Job: Print every one of the lines below verbatim, without changing a single word.
◆ ◆ ◆
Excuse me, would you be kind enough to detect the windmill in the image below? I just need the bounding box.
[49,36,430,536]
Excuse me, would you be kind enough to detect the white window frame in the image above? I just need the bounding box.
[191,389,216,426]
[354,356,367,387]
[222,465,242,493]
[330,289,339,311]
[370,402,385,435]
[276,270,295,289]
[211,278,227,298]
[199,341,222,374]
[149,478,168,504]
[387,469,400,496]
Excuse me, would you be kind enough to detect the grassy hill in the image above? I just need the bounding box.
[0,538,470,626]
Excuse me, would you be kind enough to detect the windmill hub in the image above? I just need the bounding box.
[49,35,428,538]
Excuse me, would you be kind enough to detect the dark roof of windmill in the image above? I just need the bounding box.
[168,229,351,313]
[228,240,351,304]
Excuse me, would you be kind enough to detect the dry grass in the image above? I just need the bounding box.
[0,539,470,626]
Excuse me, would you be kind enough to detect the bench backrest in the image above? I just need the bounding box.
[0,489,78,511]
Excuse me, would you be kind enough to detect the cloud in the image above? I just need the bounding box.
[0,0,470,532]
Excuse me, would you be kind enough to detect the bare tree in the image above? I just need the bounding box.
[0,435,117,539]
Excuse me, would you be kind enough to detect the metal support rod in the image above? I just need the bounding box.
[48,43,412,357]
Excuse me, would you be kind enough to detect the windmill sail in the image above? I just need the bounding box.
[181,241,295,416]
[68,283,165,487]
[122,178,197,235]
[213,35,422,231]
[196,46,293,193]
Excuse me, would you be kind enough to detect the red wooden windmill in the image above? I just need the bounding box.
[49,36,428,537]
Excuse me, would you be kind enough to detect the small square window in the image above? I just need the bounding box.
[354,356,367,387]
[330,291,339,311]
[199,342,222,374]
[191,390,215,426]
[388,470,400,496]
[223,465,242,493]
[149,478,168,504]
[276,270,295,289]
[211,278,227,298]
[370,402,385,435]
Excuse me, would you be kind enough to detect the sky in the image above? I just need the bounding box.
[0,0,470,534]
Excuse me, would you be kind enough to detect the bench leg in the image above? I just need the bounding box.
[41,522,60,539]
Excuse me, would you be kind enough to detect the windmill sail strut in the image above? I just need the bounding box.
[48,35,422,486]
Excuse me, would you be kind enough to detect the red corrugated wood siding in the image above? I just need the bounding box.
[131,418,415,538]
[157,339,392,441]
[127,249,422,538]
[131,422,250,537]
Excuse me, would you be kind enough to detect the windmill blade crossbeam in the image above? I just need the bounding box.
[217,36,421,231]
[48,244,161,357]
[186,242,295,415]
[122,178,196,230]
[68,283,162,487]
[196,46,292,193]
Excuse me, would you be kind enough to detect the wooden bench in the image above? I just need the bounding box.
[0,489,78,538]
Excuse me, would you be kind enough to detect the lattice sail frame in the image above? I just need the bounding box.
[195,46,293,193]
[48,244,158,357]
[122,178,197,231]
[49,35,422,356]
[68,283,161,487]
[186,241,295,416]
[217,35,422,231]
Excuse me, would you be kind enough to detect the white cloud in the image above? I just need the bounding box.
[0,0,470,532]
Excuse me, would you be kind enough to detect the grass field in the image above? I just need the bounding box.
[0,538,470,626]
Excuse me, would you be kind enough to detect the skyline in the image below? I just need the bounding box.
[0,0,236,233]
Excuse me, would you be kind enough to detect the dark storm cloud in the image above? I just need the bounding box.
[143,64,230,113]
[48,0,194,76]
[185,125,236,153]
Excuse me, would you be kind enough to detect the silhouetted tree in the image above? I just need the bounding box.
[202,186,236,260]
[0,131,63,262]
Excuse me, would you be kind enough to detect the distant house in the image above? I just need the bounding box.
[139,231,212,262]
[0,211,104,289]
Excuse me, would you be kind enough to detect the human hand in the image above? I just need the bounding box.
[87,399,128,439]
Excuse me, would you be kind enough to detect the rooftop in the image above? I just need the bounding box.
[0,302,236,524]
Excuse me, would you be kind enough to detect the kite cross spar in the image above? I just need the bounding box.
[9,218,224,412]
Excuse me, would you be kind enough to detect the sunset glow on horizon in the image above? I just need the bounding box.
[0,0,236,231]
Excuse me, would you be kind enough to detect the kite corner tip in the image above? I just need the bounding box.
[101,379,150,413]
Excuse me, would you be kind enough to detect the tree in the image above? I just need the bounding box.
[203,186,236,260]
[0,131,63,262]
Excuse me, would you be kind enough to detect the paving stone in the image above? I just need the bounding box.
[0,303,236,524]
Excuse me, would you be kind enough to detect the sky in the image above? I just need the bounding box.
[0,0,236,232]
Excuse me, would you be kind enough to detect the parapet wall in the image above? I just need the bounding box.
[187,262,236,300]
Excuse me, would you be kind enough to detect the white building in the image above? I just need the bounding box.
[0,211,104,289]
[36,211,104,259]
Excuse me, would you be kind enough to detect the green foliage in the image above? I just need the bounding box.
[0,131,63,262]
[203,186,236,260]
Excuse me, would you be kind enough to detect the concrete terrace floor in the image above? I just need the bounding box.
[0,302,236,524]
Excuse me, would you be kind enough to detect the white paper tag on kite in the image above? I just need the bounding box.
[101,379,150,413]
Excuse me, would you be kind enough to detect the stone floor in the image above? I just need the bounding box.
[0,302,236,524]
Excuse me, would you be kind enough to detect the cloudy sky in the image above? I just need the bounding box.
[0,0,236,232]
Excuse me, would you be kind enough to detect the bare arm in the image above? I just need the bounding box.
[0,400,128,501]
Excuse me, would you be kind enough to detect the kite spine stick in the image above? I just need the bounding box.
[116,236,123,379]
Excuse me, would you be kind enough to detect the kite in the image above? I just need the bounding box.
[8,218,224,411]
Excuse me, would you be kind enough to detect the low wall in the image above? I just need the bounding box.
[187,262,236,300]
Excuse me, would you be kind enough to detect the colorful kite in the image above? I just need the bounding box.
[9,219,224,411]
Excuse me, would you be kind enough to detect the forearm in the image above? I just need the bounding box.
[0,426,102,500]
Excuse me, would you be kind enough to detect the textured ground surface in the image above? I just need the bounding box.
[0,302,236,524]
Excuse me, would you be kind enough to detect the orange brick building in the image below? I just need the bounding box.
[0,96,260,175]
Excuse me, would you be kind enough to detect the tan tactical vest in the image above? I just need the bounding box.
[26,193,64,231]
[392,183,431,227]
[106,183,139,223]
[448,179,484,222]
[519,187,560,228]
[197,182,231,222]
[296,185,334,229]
◆ ◆ ◆
Exercise answer:
Excuse me, would you be kind enough to detect the windmill in the image below? I just need the bounding box.
[49,36,430,536]
Excuse me, would you be kind enough to detect the white window frame in the image above? I just need the bounding box.
[191,389,216,426]
[354,356,367,387]
[222,465,242,493]
[330,289,339,311]
[370,402,385,435]
[276,270,295,289]
[211,278,227,298]
[199,341,222,374]
[149,478,168,504]
[387,469,400,496]
Excuse me, would you be kind enough to detect the grassy hill in the image above? I just need the bounding box.
[0,538,470,626]
Excuse me, would you be kind enough to detect the windmill hub in the image above? I just need the bounding box.
[49,35,428,538]
Excuse me, would you be kind enough to detect the dark roof of windmill in the image above? I just need the bounding box.
[168,229,351,313]
[228,240,351,304]
Excuse me, would you be kind enough to detect the dry grass in the image above? I just need the bounding box.
[0,539,470,626]
Excuse me, would you be kind enough to detect the bench backrest in the image above? I just need the bounding box.
[0,489,78,511]
Excuse me, would you be kind enough to detect the cloud in the image above? I just need the bounding box.
[0,0,470,532]
Excuse me, would you be kind enough to detect the bare tree in the image above? I just need the bounding box.
[0,435,117,539]
Excuse me, would you be kind enough to detect the metal support rod in the image above? I just need the bounding box.
[48,43,412,357]
Excuse me, would you be kind enough to detect the windmill sail in the image above? I just need the bounding box.
[181,241,295,416]
[68,283,165,487]
[122,178,197,235]
[213,35,422,231]
[196,46,293,193]
Excuse me, would you be kind enough to detect the red wooden windmill in the image above? I just need the bounding box.
[49,36,428,537]
Excuse me, would you be kind enough to detect the small square window in the image above? I just need the bounding box.
[354,356,367,387]
[330,291,339,311]
[199,342,222,374]
[191,390,215,426]
[388,470,400,496]
[223,465,242,493]
[149,478,168,504]
[276,270,295,289]
[211,278,227,298]
[370,402,385,435]
Excuse me, would you be kind enough to detect the sky in the image above? I just need the bounding box.
[0,0,470,534]
Excuse me, would you be kind enough to detect the bench leg in the image above? I just need the bounding box.
[41,522,60,539]
Excuse me, would you be kind enough to detect the windmill sail strut in the image above? I just need the bounding box.
[48,35,422,486]
Excuse me, would you be kind enough to detect the red corrugated wood siding in the image above? I just need the bounding box.
[131,418,415,538]
[157,339,392,441]
[127,249,422,538]
[131,422,250,537]
Excuse me, would you be kind enough to detect the windmill blade crossbeam in the image above? I just need the bounding box.
[217,36,421,231]
[48,244,161,357]
[186,242,295,415]
[122,178,196,230]
[68,283,162,487]
[196,46,292,193]
Excuse me, would you be kind enough to detect the wooden bench in the image above? I just need the bounding box.
[0,489,78,538]
Excuse me, would you be kind enough to detect the lattice sail frame in the image above? I just need the bounding box.
[195,46,293,193]
[48,244,158,357]
[122,178,197,231]
[49,35,422,356]
[68,283,161,487]
[186,241,295,416]
[217,35,422,231]
Excuse me, would you be kind enough to detect the white cloud in the image above? I just need the bounding box.
[0,0,470,532]
Excuse me, would you be kind enough to detect the grass field in the image above? I just need the bounding box.
[0,538,470,626]
Excuse me, would you be kind enough to detect the skyline in the image below? I just need the bounding box.
[0,0,236,233]
Excuse me, would you be kind enough to detect the dark storm cloud in the image above? I just need the bounding box.
[143,64,230,113]
[48,0,194,76]
[185,125,236,153]
Excuse me, would you be kind enough to detect the silhouetted tree in the image above? I just need the bounding box.
[202,186,236,260]
[0,131,63,262]
Excuse me, would you be kind enough to detect the distant house in the image above? I just need the bounding box.
[139,231,212,262]
[0,211,104,289]
Excuse me, would you be kind enough to detect the human hand in the image above? I just need the bounding box.
[87,399,128,439]
Excuse me, would you be kind enough to detect the rooftop in the image above? I just need the bounding box.
[0,302,236,524]
Excuse me, would you be kind enough to detect the kite cross spar in the image above? I just need the bounding box.
[9,218,224,412]
Excuse me, would you be kind enough to detect the sunset glow on horizon in the image above? I just need the bounding box.
[0,0,236,231]
Excuse me, would you be kind enough to detect the kite corner tip in the image above? I just need the bounding box.
[101,379,150,413]
Excuse me, would you be kind enough to detect the tree in the image above? I just need the bounding box.
[203,186,236,260]
[0,131,63,262]
Excuse me, would you be kind enough to detect the paving stone in the image above? I just need the bounding box.
[0,303,236,524]
Excuse me, would you be kind enough to detect the sky in the image above? I just need the bounding box.
[0,0,236,232]
Excuse me, would you be kind enough to detect the parapet wall in the image above? I just need the bounding box.
[187,262,236,300]
Excuse me, would you be kind enough to detect the white building in the image above? I just need the bounding box.
[0,211,104,289]
[36,211,104,259]
Excuse me, would you be kind enough to detect the green foliage in the image above? I just need the bounding box.
[0,131,63,262]
[203,186,236,260]
Excuse me, would you be kind enough to detect the concrete terrace floor in the image above? I just need the bounding box.
[0,302,236,524]
Excuse me, would you be kind enough to detect the white paper tag on kite in the image above? I just need the bounding box.
[101,379,150,413]
Excuse me, would you be kind enough to detect the stone floor in the image above? I just need the bounding box.
[0,302,236,524]
Excuse me, would you be kind enough to detect the cloudy sky in the image above? I just need the bounding box.
[0,0,236,232]
Excuse me, would you be kind enough to detect the bare arm in the image above? I just need the bounding box.
[0,400,128,501]
Excuse me, would you be kind enough to detect the kite spine stick in the image above? I just need the bounding box.
[116,236,123,379]
Excuse me, would you be kind enough to detect the kite in the image above? I just need the bounding box.
[8,218,224,411]
Excuse me, would you be kind enough to detect the low wall in the image above? I just need the bounding box.
[187,262,236,300]
Excuse me, would you be kind enough to detect the colorful kite in the image above? I just need the bounding box.
[9,219,224,411]
Excuse me, would you be kind enough to detect the forearm in the image above? I just need the bounding box.
[0,426,102,500]
Excuse me, would you be kind enough to detect the textured ground surface in the image above? I just need the bounding box.
[0,302,236,524]
Excuse me, would you be kind enough to detect the orange brick building in the image below? I just need the bounding box.
[0,96,260,175]
Excuse me, would you be kind enough to detect the tan tactical vest in the image above? I just need the bounding box.
[26,193,64,231]
[392,183,431,227]
[106,183,139,223]
[448,179,484,222]
[519,187,560,228]
[197,182,231,222]
[296,185,334,229]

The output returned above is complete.